Goal 1:
Show each line of the entries below that contains the string "stacked".
— start of Selected passage —
# Best duel 21700 to run the Zeus X RTA?



## VansVapes (26/9/21)

Hi guys,

What in your opinion is the best 21700 dual regulate mod at the moment? I'm using the Vaporesso Gen at the moment with the Zeus X RTA.

Regards
Van

Reactions: Like 1


----------



## Stew (26/9/21)

VansVapes said:


> Hi guys,
> 
> What in your opinion is the best 21700 dual regulate mod at the moment? I'm using the Vaporesso Gen at the moment with the Zeus X RTA.
> 
> ...


You will miss the pulse mode if you use it.

Reactions: Agree 1


----------



## Timwis (26/9/21)

Bottom hatch door Vapefly Kriemhild
Lightweight Bottom hatch door Ultroner Gaea
Batteries fitted via back panel Uwell Evdilo

Reactions: Like 2


----------



## ivc_mixer (26/9/21)

I have a Vandy Vape Gaur 21 at the moment and I will never, ever look back again. Used to own 2 Vaporesso Gen's, now I have two of this and I love it!!

Reactions: Like 7 | Agree 1 | Informative 1


----------



## SmokeyJoe (26/9/21)

Personally i think the Zeus is kak. No matter what version. But as with all setups, taste/experience is subjective

Reactions: Like 1 | Agree 1


----------



## ShaneDylan96 (26/9/21)

Timwis said:


> Bottom hatch door Vapefly Kriemhild
> Lightweight Bottom hatch door Ultroner Gaea
> Batteries fitted via back panel Uwell Evdilo



C-Frame (Kinda) Vandy Vape Gaur-21

Reactions: Like 1


----------



## Viper_SA (26/9/21)

SmokeyJoe said:


> Personally i think the Zeus is kak. No matter what version. But as with all setups, taste/experience is subjective



How did we get from dual 21700 mods to RTA's? Did I miss a step somewhere? Personally I love the OG Zeus, and have quite a few colleagues who have other versions that they are glued to.
— end of Selected passage —
— start of Data excerpts —
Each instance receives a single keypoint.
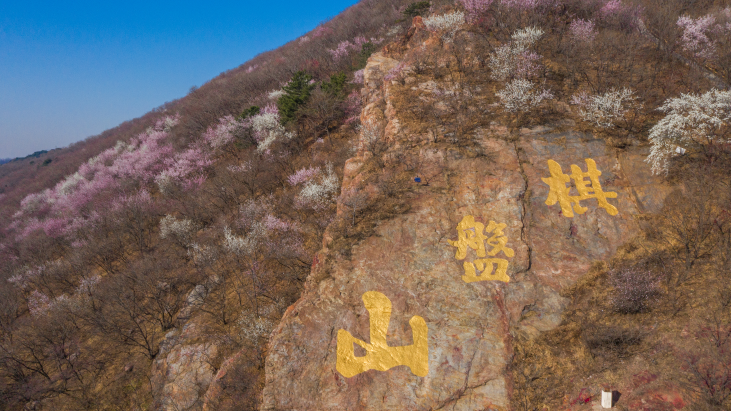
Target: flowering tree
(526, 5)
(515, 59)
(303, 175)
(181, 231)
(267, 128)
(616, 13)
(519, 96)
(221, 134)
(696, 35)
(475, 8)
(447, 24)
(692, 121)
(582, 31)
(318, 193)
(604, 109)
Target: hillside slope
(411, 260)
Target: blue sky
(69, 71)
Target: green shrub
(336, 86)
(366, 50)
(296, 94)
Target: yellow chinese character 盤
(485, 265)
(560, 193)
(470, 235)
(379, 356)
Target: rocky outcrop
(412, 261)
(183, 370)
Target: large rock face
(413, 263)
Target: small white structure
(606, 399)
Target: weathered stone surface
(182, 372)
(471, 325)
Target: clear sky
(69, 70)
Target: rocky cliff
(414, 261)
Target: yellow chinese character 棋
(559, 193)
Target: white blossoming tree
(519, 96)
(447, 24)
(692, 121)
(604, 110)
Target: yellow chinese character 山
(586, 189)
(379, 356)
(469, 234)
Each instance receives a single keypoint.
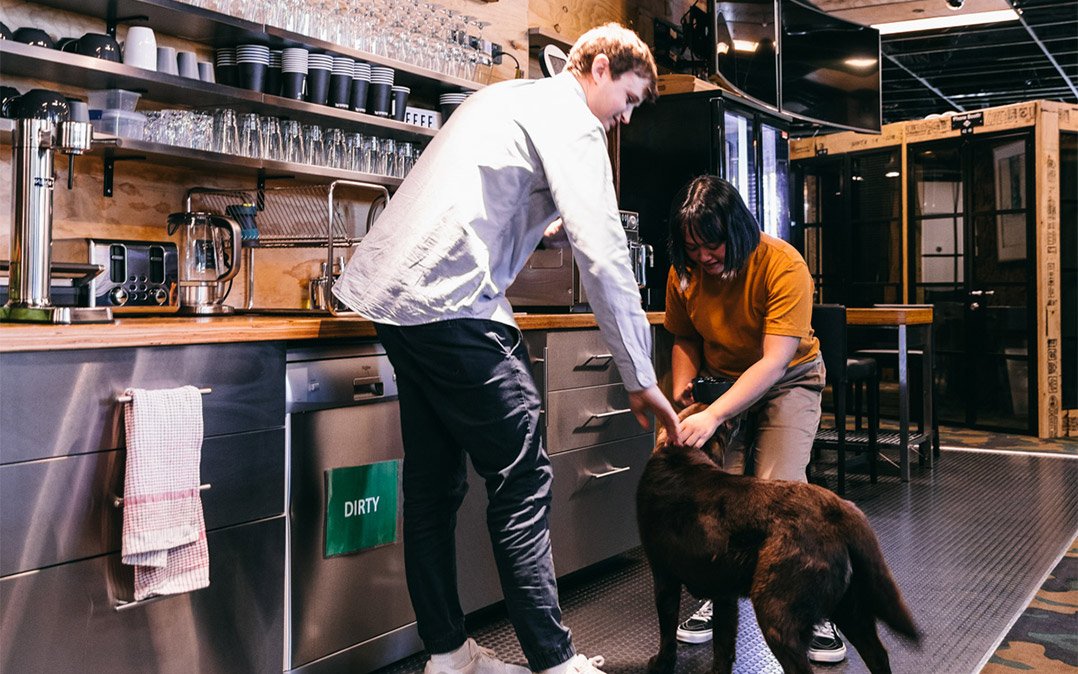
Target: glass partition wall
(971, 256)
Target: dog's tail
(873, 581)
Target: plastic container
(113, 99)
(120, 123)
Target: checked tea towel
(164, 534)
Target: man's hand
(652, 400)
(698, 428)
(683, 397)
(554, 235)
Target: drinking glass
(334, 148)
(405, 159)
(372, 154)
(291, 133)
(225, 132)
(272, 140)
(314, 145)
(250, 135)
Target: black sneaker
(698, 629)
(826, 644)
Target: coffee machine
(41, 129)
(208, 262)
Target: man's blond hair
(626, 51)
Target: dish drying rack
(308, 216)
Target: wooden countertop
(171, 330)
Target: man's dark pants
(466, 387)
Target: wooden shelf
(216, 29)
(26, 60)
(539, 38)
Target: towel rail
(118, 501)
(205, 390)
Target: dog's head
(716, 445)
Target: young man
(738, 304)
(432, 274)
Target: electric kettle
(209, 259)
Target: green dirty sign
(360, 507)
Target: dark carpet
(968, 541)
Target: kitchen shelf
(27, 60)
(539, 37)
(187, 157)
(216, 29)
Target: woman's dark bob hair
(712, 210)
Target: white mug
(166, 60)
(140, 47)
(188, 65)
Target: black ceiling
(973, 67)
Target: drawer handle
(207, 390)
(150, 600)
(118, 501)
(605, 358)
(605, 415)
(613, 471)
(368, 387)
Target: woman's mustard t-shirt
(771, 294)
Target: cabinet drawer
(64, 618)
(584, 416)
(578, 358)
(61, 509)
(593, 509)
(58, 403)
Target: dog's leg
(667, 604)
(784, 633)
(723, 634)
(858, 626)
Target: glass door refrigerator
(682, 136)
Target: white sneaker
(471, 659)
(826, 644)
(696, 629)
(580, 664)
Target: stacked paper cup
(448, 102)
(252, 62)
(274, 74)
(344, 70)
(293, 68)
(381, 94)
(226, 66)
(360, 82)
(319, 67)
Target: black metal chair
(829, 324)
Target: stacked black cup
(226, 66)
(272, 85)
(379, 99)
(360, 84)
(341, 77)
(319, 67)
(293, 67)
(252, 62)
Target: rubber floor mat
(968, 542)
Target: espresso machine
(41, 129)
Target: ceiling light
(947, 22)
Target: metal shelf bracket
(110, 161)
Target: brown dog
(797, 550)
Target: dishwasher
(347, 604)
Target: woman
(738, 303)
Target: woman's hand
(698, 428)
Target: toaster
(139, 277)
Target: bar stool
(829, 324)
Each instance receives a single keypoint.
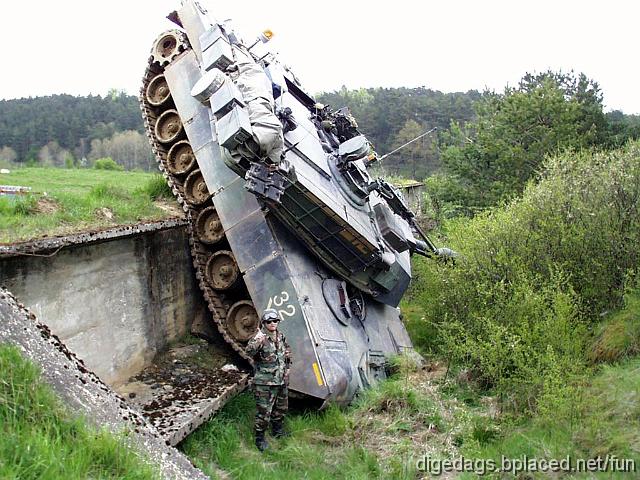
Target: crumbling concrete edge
— end of Data excerpts —
Goal 2:
List the usernames of everyone who posted in the dual 21700 mod thread above.

Final result 1:
Target: stacked paper cup
Target: stacked black cup

Final result 2:
VansVapes
Stew
Timwis
ivc_mixer
SmokeyJoe
ShaneDylan96
Viper_SA